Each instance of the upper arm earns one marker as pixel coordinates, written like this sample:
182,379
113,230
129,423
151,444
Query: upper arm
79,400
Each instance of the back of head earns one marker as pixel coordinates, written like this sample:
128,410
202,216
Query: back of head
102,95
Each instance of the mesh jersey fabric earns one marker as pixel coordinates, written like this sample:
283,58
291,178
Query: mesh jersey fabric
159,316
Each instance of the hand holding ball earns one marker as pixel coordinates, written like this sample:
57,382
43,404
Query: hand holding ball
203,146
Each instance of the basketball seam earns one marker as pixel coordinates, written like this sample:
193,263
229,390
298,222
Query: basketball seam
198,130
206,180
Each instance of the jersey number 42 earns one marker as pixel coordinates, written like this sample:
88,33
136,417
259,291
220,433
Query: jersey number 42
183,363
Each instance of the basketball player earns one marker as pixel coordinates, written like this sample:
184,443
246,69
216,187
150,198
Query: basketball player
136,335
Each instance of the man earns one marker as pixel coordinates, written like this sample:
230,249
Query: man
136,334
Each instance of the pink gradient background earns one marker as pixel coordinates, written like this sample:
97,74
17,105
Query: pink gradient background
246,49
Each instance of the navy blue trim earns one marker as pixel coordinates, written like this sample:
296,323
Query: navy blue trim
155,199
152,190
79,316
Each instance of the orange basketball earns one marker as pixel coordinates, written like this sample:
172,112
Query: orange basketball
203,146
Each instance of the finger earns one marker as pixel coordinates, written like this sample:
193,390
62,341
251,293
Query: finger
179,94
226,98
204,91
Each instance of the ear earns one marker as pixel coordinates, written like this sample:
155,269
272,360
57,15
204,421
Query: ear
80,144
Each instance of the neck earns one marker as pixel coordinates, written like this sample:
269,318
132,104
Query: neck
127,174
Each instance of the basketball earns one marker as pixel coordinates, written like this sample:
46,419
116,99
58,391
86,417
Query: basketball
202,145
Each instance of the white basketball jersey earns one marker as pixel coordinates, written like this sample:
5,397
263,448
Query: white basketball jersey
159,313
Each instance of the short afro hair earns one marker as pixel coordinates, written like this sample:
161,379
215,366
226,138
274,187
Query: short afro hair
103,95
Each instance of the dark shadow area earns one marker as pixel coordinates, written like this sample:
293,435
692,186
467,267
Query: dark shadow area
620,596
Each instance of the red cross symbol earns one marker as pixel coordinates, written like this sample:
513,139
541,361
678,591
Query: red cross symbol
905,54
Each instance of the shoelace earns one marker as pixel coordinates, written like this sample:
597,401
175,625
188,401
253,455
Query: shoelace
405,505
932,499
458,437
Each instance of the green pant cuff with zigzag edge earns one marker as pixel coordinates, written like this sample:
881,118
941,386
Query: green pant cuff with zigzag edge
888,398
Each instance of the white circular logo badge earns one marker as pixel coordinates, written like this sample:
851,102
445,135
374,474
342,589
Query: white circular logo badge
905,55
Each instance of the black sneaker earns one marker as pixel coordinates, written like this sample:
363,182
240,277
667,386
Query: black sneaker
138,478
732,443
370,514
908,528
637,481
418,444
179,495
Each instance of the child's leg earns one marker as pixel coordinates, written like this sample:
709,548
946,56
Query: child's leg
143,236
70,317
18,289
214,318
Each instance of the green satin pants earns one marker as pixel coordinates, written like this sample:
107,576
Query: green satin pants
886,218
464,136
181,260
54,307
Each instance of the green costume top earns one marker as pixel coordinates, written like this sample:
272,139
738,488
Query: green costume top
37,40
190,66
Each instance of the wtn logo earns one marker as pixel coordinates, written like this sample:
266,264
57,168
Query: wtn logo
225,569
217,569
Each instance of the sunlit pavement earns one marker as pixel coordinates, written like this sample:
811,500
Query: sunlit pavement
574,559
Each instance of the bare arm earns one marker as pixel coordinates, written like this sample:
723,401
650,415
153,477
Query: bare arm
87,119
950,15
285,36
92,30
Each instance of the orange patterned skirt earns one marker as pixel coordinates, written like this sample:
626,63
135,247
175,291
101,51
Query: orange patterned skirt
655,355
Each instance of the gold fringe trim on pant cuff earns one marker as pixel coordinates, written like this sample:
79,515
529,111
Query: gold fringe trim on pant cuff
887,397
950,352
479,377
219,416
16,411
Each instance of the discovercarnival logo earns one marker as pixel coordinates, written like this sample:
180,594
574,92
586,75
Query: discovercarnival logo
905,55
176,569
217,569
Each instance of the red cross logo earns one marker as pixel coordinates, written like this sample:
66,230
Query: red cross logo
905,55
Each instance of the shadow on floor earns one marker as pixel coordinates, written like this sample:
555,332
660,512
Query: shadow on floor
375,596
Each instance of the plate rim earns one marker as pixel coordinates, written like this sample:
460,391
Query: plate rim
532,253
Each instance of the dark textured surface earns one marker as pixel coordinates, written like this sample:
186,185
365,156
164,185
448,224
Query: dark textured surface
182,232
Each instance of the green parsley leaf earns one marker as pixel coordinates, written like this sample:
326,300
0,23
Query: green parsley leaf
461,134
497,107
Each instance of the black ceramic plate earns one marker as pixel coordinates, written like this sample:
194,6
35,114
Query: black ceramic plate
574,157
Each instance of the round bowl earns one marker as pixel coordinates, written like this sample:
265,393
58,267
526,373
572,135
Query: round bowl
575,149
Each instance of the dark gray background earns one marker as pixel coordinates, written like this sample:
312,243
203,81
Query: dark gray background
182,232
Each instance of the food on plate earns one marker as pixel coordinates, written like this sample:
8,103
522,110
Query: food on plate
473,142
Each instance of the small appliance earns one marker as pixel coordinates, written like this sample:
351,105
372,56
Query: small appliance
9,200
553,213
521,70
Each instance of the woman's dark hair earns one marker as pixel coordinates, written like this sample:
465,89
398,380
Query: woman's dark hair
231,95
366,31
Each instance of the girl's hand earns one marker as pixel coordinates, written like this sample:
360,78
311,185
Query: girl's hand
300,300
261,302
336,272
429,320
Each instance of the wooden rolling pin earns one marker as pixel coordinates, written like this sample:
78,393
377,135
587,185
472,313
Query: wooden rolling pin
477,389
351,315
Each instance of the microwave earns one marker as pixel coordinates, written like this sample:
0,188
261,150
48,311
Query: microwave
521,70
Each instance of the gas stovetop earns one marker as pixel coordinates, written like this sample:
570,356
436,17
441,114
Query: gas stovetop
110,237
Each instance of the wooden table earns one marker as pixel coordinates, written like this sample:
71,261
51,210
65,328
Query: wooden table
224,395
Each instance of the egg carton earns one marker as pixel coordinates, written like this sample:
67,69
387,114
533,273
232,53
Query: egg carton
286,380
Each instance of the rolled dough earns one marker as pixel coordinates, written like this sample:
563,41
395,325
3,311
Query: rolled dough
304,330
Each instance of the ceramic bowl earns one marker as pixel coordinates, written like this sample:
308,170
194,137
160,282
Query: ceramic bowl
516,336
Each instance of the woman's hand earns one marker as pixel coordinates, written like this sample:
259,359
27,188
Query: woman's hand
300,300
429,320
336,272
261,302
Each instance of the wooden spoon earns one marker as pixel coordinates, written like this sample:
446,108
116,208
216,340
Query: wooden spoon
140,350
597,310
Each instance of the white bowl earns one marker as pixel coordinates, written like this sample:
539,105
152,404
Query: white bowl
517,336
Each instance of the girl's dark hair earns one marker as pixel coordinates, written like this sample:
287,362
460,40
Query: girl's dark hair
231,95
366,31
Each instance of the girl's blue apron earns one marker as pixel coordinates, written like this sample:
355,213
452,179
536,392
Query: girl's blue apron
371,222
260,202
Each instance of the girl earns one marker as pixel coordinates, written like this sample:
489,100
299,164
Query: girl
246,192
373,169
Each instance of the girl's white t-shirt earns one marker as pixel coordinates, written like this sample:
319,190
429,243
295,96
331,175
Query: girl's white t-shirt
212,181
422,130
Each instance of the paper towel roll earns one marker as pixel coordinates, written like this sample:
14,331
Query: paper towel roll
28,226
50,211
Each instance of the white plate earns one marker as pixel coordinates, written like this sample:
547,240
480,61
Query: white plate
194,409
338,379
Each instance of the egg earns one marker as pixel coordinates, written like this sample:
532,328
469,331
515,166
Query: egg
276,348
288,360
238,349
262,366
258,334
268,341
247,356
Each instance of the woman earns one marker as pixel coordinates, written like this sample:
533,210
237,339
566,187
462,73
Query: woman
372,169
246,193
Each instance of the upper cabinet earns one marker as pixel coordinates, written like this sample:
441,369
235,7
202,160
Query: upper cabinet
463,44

Given request
In the records above, locate the line that contains "Each instance of the girl earns". Repeat it and every line after it, exactly, and nothing else.

Solution to the problem
Each instance of the girl earns one marker as pixel coordinates, written like this sample:
489,100
299,164
Query: girl
246,192
373,169
Each instance of the girl's white t-shirt earns one marker as pixel coordinates, written like this sample:
319,190
429,243
295,96
331,175
Query: girl's white t-shirt
212,181
422,130
Each instance of the paper towel roll earns one marker as pixel coordinates, written like this sample:
14,331
Query: paper towel roll
28,226
50,211
Each instance of the white plate earns one marker as pixel coordinates, written like this sample:
547,240
480,61
Query: white plate
194,409
338,379
Each instance of the egg earns one marker as pixel coordinates, written like this sample:
532,328
469,331
515,166
Query: egg
276,348
288,360
238,349
262,366
258,334
268,341
247,356
Each instance of the woman earns one marker as pixel coordinates, written like this sample:
533,210
237,339
566,187
462,73
Query: woman
372,169
246,193
Each instance of the upper cabinet earns one marker as pixel coordinates, written like this sample:
441,369
235,7
202,160
Query: upper cabinet
463,44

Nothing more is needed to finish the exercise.